(Stored data entries)

═══

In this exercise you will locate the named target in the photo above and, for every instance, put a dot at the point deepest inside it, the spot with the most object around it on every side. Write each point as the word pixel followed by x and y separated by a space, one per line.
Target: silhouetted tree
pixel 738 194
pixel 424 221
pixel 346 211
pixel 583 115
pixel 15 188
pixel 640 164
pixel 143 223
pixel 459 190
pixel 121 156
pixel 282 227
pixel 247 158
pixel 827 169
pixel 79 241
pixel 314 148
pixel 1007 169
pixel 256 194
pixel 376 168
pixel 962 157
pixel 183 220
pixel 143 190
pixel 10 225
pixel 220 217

═══

▶ ACTIVITY: Transcribe every record above exactly.

▶ TASK RESULT:
In this exercise you will locate the named target in the photo above and, for every instance, put a dot at the point deepest inside it, the spot with the most object around it on every side. Write each point as the word pixel followed by x and y separated by a space, one per line.
Target: silhouetted tree
pixel 738 194
pixel 424 221
pixel 346 211
pixel 583 115
pixel 15 188
pixel 640 164
pixel 143 223
pixel 459 190
pixel 121 156
pixel 282 227
pixel 247 158
pixel 827 169
pixel 79 241
pixel 314 148
pixel 1007 169
pixel 256 194
pixel 376 168
pixel 962 157
pixel 183 220
pixel 143 190
pixel 10 225
pixel 220 217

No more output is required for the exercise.